We are not sure what the problem is you and this would not be fun in the snow but you could unbolt the exhaust flange ahead of the catalytic converter. The bolts may be rusted and a pain to remove. Prop the pipes so the exhaust can get out. If it starts and runs ok then you have something blocked down stream in the exhaust system. The converter would be the most likely place for the blockage. Don't forget your ear plugs. :-)

Just a thought before you do that. As a test if the oxygen sensor(s) ahead of the converter will come out that might allow enough exhaust to come out so you can see if it helps it run better.
Taking those flanges apart will not be a nut & bolt job. Don't even start it without a blow torch or you'll just waste time and break tools. I just let my dad take out my old catalytic converter because the impact wrench wouldn't even touch the bolts. Then, I tried to remove the studs with an air hammer and still nothing. No amount of penetrating oil helped either. So, learning from that when I put it back together, I used all stainless hardware & plenty of nickel anti-seize. That metal was so tough that I tried to drill pilot holes in the studs (for the torch) and the carbide bit was thoroughly cooked after the first one. But, as soon as my dad put the acetylene torch on it, it was a breeze. I am guessing that this hardware is a class III or IV fit because WOW!

◆ **JOB 1**
Answer these questions from the catalytic converter passage, each on its own line:
(a) Which part of the exhaust system is named as the most likely place for a blockage?
(b) What could be taken out as a test to let enough exhaust escape?
(c) What hardware and compound were used when the parts were put back together?
◆ **JOB 2**
Return the section of the catalytic converter passage that opens with the words "We are not sure" and closes with "it run better.", word for word.

◆ **ENTRIES**

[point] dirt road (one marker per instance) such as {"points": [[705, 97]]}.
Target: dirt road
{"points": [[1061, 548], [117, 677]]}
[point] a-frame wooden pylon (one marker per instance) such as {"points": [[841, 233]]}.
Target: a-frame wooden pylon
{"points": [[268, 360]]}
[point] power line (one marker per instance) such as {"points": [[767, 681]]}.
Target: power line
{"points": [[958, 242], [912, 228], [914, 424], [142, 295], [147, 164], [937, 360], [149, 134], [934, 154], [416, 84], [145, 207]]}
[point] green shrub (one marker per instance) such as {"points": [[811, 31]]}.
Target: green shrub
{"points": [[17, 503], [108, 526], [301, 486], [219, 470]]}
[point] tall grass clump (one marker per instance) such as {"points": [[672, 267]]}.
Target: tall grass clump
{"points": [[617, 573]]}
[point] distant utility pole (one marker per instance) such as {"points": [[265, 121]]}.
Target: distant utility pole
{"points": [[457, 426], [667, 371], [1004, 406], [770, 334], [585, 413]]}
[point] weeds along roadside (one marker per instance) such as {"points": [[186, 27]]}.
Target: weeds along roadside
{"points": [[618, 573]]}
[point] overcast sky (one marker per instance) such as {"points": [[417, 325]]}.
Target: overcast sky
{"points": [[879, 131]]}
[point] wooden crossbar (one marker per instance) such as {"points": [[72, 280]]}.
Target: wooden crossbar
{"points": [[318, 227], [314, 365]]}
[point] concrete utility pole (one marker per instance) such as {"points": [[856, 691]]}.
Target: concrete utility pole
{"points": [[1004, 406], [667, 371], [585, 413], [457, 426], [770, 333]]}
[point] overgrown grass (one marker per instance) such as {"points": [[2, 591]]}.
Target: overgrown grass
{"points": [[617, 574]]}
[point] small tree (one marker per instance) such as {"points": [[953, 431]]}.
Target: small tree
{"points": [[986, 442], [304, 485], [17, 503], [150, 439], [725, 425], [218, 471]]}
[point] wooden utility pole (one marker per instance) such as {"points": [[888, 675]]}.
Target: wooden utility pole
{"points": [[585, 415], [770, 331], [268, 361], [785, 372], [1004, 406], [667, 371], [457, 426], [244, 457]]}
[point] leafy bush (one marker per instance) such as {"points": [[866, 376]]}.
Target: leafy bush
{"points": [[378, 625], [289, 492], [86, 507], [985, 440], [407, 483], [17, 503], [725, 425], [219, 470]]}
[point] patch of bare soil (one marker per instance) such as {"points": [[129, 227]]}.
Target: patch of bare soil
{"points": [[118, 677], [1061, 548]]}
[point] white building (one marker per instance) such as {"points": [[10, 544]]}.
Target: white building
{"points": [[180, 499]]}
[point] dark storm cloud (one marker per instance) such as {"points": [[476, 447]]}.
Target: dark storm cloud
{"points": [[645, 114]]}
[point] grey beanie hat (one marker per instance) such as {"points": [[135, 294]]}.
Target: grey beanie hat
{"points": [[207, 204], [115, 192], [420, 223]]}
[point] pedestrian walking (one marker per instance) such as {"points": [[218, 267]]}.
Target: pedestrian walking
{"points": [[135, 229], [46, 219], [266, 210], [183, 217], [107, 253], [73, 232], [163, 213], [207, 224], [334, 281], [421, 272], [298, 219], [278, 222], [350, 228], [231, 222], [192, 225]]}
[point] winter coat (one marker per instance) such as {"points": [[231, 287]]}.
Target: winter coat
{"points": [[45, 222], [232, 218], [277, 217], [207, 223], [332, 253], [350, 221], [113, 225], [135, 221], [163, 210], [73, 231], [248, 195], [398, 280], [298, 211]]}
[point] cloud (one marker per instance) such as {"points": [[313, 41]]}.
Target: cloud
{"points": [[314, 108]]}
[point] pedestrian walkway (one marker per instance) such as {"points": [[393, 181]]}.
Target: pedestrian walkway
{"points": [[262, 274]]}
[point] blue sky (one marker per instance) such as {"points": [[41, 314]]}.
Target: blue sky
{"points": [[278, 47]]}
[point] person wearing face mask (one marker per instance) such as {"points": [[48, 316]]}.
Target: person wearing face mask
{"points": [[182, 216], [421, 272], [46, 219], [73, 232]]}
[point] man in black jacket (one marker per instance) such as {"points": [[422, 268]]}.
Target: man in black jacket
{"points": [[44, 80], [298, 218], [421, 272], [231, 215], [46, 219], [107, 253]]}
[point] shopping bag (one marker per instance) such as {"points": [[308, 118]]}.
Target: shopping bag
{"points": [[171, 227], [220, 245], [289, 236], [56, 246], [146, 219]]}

◆ **COMPLETE RESPONSE 1**
(a) The converter.
(b) The oxygen sensor(s) ahead of the converter.
(c) All stainless hardware and plenty of nickel anti-seize.

◆ **COMPLETE RESPONSE 2**
We are not sure what the problem is you and this would not be fun in the snow but you could unbolt the exhaust flange ahead of the catalytic converter. The bolts may be rusted and a pain to remove. Prop the pipes so the exhaust can get out. If it starts and runs ok then you have something blocked down stream in the exhaust system. The converter would be the most likely place for the blockage. Don't forget your ear plugs. :-)

Just a thought before you do that. As a test if the oxygen sensor(s) ahead of the converter will come out that might allow enough exhaust to come out so you can see if it helps it run better.